# Provided records:
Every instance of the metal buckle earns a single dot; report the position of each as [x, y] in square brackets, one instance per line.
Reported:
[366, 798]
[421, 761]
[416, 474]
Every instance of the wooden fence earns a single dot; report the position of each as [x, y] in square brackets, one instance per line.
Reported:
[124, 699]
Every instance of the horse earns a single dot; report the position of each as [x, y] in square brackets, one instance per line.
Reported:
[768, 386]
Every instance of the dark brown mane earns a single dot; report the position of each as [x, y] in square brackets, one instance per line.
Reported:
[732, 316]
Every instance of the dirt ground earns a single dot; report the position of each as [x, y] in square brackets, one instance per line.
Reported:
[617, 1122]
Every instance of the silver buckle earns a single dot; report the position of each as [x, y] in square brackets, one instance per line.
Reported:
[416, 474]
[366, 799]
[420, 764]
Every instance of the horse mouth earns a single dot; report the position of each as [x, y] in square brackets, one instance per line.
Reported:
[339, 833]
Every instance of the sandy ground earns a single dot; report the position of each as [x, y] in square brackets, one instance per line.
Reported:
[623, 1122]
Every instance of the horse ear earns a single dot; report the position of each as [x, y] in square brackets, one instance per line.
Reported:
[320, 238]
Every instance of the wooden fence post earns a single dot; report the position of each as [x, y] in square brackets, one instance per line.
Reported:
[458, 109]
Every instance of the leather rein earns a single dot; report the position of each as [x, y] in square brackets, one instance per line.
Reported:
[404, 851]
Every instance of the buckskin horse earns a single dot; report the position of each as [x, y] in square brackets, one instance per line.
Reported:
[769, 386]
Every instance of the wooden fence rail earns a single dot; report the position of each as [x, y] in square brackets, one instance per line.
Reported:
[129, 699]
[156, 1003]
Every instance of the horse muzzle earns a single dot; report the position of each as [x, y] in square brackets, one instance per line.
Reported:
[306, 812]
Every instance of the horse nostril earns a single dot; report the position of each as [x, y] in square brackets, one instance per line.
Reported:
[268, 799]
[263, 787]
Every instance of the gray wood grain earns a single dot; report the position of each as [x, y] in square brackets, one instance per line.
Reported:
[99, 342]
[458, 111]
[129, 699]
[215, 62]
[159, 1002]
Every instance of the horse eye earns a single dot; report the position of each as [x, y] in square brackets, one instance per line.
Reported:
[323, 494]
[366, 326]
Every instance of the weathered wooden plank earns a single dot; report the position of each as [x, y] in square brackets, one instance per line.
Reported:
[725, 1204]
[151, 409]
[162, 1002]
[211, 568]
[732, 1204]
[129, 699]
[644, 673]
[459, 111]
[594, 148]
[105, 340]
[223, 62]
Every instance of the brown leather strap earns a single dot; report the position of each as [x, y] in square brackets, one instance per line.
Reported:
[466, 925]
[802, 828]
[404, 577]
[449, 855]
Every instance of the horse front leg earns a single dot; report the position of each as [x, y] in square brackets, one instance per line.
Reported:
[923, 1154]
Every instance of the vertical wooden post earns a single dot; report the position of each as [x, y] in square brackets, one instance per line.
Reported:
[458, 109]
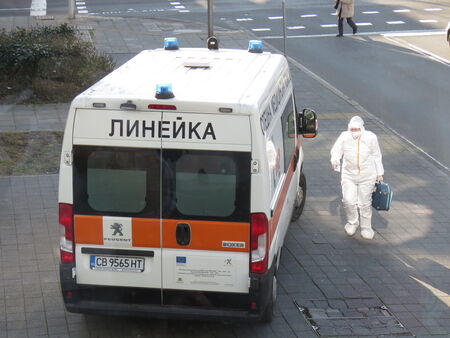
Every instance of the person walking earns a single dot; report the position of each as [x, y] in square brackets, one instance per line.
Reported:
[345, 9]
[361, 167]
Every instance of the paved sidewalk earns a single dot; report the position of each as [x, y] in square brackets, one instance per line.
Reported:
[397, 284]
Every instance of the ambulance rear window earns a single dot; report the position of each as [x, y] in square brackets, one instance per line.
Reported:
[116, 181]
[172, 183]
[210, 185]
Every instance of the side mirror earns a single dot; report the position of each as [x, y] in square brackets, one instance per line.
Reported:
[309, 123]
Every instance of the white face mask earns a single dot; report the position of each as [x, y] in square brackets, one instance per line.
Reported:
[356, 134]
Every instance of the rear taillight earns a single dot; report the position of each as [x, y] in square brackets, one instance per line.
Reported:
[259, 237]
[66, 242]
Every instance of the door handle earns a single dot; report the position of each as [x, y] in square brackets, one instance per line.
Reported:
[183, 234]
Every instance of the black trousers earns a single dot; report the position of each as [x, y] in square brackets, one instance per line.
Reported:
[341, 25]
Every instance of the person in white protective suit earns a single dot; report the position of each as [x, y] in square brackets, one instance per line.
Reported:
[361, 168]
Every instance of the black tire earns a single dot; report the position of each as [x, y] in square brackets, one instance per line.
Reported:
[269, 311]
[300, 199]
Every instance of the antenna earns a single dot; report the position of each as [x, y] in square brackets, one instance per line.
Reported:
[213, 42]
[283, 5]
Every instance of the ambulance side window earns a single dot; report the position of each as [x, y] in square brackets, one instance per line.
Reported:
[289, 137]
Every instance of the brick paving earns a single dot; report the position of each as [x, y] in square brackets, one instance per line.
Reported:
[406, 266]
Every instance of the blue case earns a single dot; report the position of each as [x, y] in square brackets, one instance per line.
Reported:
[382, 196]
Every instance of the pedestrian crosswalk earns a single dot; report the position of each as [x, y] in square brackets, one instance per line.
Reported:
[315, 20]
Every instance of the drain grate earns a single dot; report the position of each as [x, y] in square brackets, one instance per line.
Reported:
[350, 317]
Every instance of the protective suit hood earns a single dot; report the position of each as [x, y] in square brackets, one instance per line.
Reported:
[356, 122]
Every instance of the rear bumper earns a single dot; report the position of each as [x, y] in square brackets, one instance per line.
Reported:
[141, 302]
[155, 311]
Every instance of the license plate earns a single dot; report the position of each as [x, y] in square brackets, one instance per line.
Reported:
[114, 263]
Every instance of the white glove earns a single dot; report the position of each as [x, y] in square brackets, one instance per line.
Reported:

# Your instructions:
Put every line of the items above into a Markdown table with two columns, Row and Line, numbering each line in Row and leaving out blank lines. Leave the pictures out of the answer.

# Finished task:
| Row | Line |
|---|---|
| 1 | Every instance of the metal buckle earns a single dot; report the position of each as [x, y] in square brackets, one instance per line. |
| 2 | Reported: |
| 3 | [366, 798] |
| 4 | [421, 761] |
| 5 | [416, 474] |
| 6 | Every instance of the wooden fence earns a single dot; report the position of each as [x, y] in square brackets, one instance per line. |
| 7 | Reported: |
| 8 | [124, 699] |
| 9 | Every instance of the horse earns a single dot; report the position of each as [x, y] in square brackets, one instance per line. |
| 10 | Reported: |
| 11 | [768, 386] |
| 12 | Every instance of the dark brown mane earns a single dot; report the position of each as [x, y] in square brackets, one instance per line. |
| 13 | Reported: |
| 14 | [732, 316] |
| 15 | Every instance of the dirt ground earns a single dot; report the position of each as [x, y] in square brackets, one instance per line. |
| 16 | Reported: |
| 17 | [617, 1122] |
| 18 | Every instance of the silver buckle earns a single dot; report the position of each as [x, y] in square brackets, one instance per line. |
| 19 | Reported: |
| 20 | [416, 474] |
| 21 | [366, 799] |
| 22 | [420, 764] |
| 23 | Every instance of the horse mouth earns a single dot; report the position of each as [x, y] in square brackets, one instance per line. |
| 24 | Reported: |
| 25 | [339, 833] |
| 26 | Every instance of the sandy ground earns a single dot; report the position of each as [x, y] in square brackets, one instance per line. |
| 27 | Reported: |
| 28 | [623, 1122] |
| 29 | Every instance of the horse ear earns a single dot; report the position of each as [x, y] in square brackets, one instance per line. |
| 30 | Reported: |
| 31 | [320, 238] |
| 32 | Every instance of the wooden fence post earns a single dot; report the position of each as [x, y] in square brackets, one instance per line. |
| 33 | Reported: |
| 34 | [458, 109] |
| 35 | Every instance of the leather rein earns a single dot; report the position of each as [x, y] in square brackets, one instance per line. |
| 36 | Reported: |
| 37 | [404, 851] |
| 38 | Every instance of the buckskin horse earns a single dot; report the position of each as [x, y] in square brackets, one instance per line. |
| 39 | Reported: |
| 40 | [769, 386] |
| 41 | Every instance of the wooden fence rail earns a single dot; report the position of each as [x, y] in square brackets, one instance per line. |
| 42 | Reported: |
| 43 | [129, 699] |
| 44 | [156, 1003] |
| 45 | Every instance of the horse muzzle earns a single dot; report the position of each as [x, y] in square brackets, one instance per line. |
| 46 | Reported: |
| 47 | [306, 812] |
| 48 | Every instance of the horse nostril earns a single dot; report the position of each as [x, y] in square brackets, one instance per line. |
| 49 | Reported: |
| 50 | [268, 799] |
| 51 | [263, 787] |
| 52 | Every instance of the gray wood grain earns a single dot; report the position of each as [x, y] in square brackets, one instance per line. |
| 53 | Reported: |
| 54 | [99, 342] |
| 55 | [458, 111] |
| 56 | [129, 699] |
| 57 | [215, 62] |
| 58 | [159, 1002] |
| 59 | Every instance of the horse eye earns a single dot; report the position of each as [x, y] in square brackets, one instance per line. |
| 60 | Reported: |
| 61 | [323, 494] |
| 62 | [366, 326] |
| 63 | Every instance of the weathered wooden plank earns a single dot; report the position of each as [x, y] in square brackets, one instance per line. |
| 64 | Reported: |
| 65 | [725, 1204] |
| 66 | [151, 409] |
| 67 | [162, 1002] |
| 68 | [211, 568] |
| 69 | [732, 1204] |
| 70 | [129, 699] |
| 71 | [644, 673] |
| 72 | [459, 111] |
| 73 | [594, 148] |
| 74 | [105, 340] |
| 75 | [223, 62] |
| 76 | Every instance of the brown leather strap earns a single dot; report the position of each as [x, y] in square brackets, one instance per line. |
| 77 | Reported: |
| 78 | [466, 925] |
| 79 | [802, 828] |
| 80 | [404, 577] |
| 81 | [449, 855] |
| 82 | Every instance of the horse front leg earns a single dot; report the position of each as [x, y] in square brackets, one instance per line. |
| 83 | Reported: |
| 84 | [923, 1154] |
| 85 | Every instance of the vertical wooden post earns a single dot; report the position of each as [x, y] in square brackets, one instance per line. |
| 86 | Reported: |
| 87 | [458, 109] |
| 88 | Every instance of the person walking earns a single dot; report the position of each as [x, y] in square brackets, one instance per line. |
| 89 | Reported: |
| 90 | [345, 9] |
| 91 | [361, 167] |
| 92 | Every instance of the paved sidewalk earns a single dot; report the position of each as [x, y] in square brackets, one instance per line. |
| 93 | Reported: |
| 94 | [397, 284] |
| 95 | Every instance of the ambulance rear window earns a single dot; report the position of each as [x, y] in square brackets, one instance per line. |
| 96 | Reported: |
| 97 | [116, 181] |
| 98 | [172, 183] |
| 99 | [210, 185] |
| 100 | Every instance of the side mirror earns a single dot; report the position of each as [x, y] in square brackets, one instance per line. |
| 101 | Reported: |
| 102 | [309, 123] |
| 103 | Every instance of the white face mask earns a single dot; report the position of each as [x, y] in square brackets, one instance per line. |
| 104 | Reported: |
| 105 | [356, 134] |
| 106 | Every instance of the rear taillight earns a single dot; report the position of each as [x, y] in square brackets, one instance per line. |
| 107 | Reported: |
| 108 | [259, 237] |
| 109 | [66, 242] |
| 110 | Every instance of the door handle earns a single dot; report the position of each as [x, y] in square brackets, one instance per line. |
| 111 | Reported: |
| 112 | [183, 234] |
| 113 | Every instance of the black trousers earns a single dot; report the position of each as [x, y] in square brackets, one instance per line. |
| 114 | Reported: |
| 115 | [341, 25] |
| 116 | Every instance of the person in white protective suit earns a single dot; report the position of each as [x, y] in square brackets, one instance per line. |
| 117 | Reported: |
| 118 | [361, 168] |
| 119 | Every instance of the black tire earns a single dot; report the position of each as [x, y] in square brackets, one instance per line. |
| 120 | Reported: |
| 121 | [269, 311] |
| 122 | [300, 199] |
| 123 | Every instance of the antenna earns a single dot; report the position of each as [x, y] in square brackets, one instance per line. |
| 124 | Reported: |
| 125 | [213, 42] |
| 126 | [283, 5] |
| 127 | Every instance of the ambulance side window earns a single dot; report the position of each as [x, y] in square brackets, one instance per line. |
| 128 | Reported: |
| 129 | [289, 137] |
| 130 | Every instance of the brick paving earns a single dot; report the position of each as [x, y] in square brackets, one instance per line. |
| 131 | Reported: |
| 132 | [406, 266] |
| 133 | Every instance of the blue case earns a single dot; report the position of each as [x, y] in square brackets, one instance per line. |
| 134 | Reported: |
| 135 | [382, 196] |
| 136 | Every instance of the pedestrian crosswalk earns a single dot; report the position of each as [x, y] in square brackets, one instance per line. |
| 137 | Reported: |
| 138 | [315, 20] |
| 139 | Every instance of the drain grate earns a single dot; report the position of each as [x, y] in square brackets, one instance per line. |
| 140 | Reported: |
| 141 | [350, 317] |
| 142 | Every instance of the protective suit hood earns a single dot; report the position of each as [x, y] in square brackets, one instance per line. |
| 143 | Reported: |
| 144 | [356, 122] |
| 145 | Every instance of the rear bumper earns a single dot; report the position of each as [x, y] in square brackets, one instance per line. |
| 146 | Reported: |
| 147 | [141, 302] |
| 148 | [155, 311] |
| 149 | Every instance of the license plate earns a single dot; report the position of each as [x, y] in square brackets, one instance per line. |
| 150 | Reported: |
| 151 | [114, 263] |
| 152 | Every instance of the white glove earns a single dot; report the position of each as [x, y] in square brackets, one instance per line. |
| 153 | Reported: |